The Department of Science and Technology, Government of India, along with Rocky Mountain Institute (RMI) and Mission Innovation announced the eight finalists of the Global Cooling Prize on November 15, 2019, in New Delhi. The Global Cooling Prize is an international innovation competition to incentivize the development of a residential cooling solution that has one-fifth climate impact as compared to the typical residential/room air conditioners sold on the Indian market today. The Prize was launched in November 2018 by the Union Minister of Science and Technology, Dr. Harsh Vardhan. The Prize is administered by RMI, Conservation X Labs, Alliance for an Energy Efficient Economy (AEEE), and CEPT University, and supported by a coalition of over 20 leading international nonprofit organizations.

The Finalist teams of the Global Cooling Prize include some of the world’s largest air conditioner (AC) manufacturers, promising start-ups and corporations from China, India, Japan, the United Kingdom, and the United States. The Finalist teams selected, in alphabetical order, are:
• Barocal Ltd, a new spin-out from a University of Cambridge lab (UK)
• Daikin Air-conditioning India Private Limited, Daikin Industries Ltd., and Nikken Sekkei Ltd. (Japan, India)
• Godrej and Boyce Mfg. Co. Ltd. and A.T.E. Enterprises Private Limited (India)
• Gree Electric Appliances Inc. of Zhuhai and Tsinghua University (China)
• Kraton Corporation, IIT Bombay, Porus Laboratories, and Infosys (US, India)
• M2 Thermal Solutions (US)
• S&S Design Startup Solution Private Limited (India)
• Transaera Inc. and Qingdao Haier Air Conditioner Gen Corp. Ltd (US, China)

The Finalist teams were announced at the Finalist Award Ceremony by Dr. Harsh Vardhan; Dominique Asquith, High Commissioner of the United Kingdom in India; and Iain
Campbell, Senior Fellow at RMI, along with other dignitaries from the Government of India. The event also saw the participation of senior representatives and experts from the Government of India, global financial institutions, international organizations, industry and academia, along with reporters from top-tier media around the world.

Since the Prize was launched in 2018, over 2,100 participant registrations from around the globe were submitted by innovators, start-ups, research institutes, universities, and key industry manufacturers in over 95 countries. Of the registered entities, 445 teams submitted preliminary ideas and 139 teams from 31 countries followed through with a full Detailed Technical Application to the Prize. These eight Finalists were selected by the Prize’s Technical Review Committee after thorough analysis of all the 139 detailed technical applications. The Finalists have been awarded US$200,000 each to develop and ship their prototypes to India for testing in the summer of 2020.

- **Work request A**:
Answer these questions from the Global Cooling Prize text:
(i) Who launched the Prize in November 2018?
(ii) How many teams, and from how many countries, submitted a full Detailed Technical Application?
(iii) How much money was each Finalist awarded?
- **Work request B**: Update the stretch of the Global Cooling Prize text from "The Department of" through "international nonprofit organizations.", changing "residential cooling solution" to "home cooling solution", and write out the revised stretch.
- **Work request C**: Name every organization that the Global Cooling Prize text says administers the Prize.
The material that comes next has no connection to the Global Cooling Prize text.

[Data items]
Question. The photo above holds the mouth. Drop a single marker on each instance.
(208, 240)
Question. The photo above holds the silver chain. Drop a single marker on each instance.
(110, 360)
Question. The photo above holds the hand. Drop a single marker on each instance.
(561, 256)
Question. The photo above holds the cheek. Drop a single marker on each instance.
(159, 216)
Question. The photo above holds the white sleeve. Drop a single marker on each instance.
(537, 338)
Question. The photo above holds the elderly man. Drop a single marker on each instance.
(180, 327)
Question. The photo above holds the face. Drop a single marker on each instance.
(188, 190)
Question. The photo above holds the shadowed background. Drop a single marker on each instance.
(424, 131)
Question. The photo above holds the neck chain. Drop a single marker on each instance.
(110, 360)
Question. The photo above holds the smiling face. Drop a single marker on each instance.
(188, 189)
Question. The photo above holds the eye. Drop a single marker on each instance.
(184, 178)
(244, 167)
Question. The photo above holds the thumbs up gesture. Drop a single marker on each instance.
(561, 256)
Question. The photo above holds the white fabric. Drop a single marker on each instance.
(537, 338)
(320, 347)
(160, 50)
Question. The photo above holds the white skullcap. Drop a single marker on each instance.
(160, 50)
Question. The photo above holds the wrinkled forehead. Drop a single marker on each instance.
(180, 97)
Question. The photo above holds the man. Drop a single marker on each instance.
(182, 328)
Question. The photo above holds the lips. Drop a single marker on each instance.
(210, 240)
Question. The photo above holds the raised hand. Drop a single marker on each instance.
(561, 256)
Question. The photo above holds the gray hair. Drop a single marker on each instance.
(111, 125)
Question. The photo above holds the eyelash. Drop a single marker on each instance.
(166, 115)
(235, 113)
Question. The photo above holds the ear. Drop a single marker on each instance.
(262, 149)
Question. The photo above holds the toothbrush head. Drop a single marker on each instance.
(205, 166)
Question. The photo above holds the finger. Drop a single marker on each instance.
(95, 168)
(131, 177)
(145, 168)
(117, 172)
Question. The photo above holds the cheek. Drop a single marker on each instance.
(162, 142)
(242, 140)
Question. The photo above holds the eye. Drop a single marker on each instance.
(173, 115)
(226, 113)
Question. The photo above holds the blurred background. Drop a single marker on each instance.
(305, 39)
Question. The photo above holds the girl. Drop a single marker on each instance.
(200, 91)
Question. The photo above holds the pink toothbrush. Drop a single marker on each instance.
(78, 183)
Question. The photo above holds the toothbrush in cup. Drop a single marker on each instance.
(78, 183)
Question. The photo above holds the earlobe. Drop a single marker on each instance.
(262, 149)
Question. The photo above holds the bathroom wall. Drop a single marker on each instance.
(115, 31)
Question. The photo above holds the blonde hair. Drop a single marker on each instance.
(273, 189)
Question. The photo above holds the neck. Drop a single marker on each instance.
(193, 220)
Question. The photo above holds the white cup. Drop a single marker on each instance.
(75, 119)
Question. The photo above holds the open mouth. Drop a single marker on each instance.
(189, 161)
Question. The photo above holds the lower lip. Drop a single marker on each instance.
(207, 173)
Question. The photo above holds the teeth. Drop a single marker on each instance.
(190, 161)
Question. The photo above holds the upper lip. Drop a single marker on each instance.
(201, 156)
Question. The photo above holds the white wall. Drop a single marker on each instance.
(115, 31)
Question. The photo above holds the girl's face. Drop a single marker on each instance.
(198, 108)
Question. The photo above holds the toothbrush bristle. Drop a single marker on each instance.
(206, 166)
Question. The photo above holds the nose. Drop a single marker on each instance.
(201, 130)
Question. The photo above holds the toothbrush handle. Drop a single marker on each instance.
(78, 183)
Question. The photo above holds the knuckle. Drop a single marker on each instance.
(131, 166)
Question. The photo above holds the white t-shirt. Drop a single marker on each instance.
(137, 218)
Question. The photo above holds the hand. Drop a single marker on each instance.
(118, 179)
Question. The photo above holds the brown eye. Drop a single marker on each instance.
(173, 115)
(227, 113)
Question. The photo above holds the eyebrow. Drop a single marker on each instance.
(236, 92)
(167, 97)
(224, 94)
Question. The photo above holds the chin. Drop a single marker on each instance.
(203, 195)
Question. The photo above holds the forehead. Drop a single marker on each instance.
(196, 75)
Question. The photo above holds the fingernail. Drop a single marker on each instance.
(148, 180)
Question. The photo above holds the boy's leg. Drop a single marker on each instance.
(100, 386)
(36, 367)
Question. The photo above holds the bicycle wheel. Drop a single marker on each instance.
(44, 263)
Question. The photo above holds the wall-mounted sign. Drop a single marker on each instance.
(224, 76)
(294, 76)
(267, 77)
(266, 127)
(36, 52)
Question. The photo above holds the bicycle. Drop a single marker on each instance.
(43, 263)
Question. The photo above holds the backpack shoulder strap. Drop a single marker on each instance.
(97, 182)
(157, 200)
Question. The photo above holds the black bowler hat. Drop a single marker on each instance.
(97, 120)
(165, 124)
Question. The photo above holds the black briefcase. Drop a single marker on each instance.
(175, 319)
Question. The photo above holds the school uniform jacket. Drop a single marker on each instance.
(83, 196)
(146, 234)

- **Solution A**:
(i) Dr. Harsh Vardhan, the Union Minister of Science and Technology
(ii) 139 teams from 31 countries
(iii) US$200,000

- **Solution B**:
The Department of Science and Technology, Government of India, along with Rocky Mountain Institute (RMI) and Mission Innovation announced the eight finalists of the Global Cooling Prize on November 15, 2019, in New Delhi. The Global Cooling Prize is an international innovation competition to incentivize the development of a home cooling solution that has one-fifth climate impact as compared to the typical residential/room air conditioners sold on the Indian market today. The Prize was launched in November 2018 by the Union Minister of Science and Technology, Dr. Harsh Vardhan. The Prize is administered by RMI, Conservation X Labs, Alliance for an Energy Efficient Economy (AEEE), and CEPT University, and supported by a coalition of over 20 leading international nonprofit organizations.

- **Solution C**: RMI (Rocky Mountain Institute), Conservation X Labs, Alliance for an Energy Efficient Economy (AEEE), and CEPT University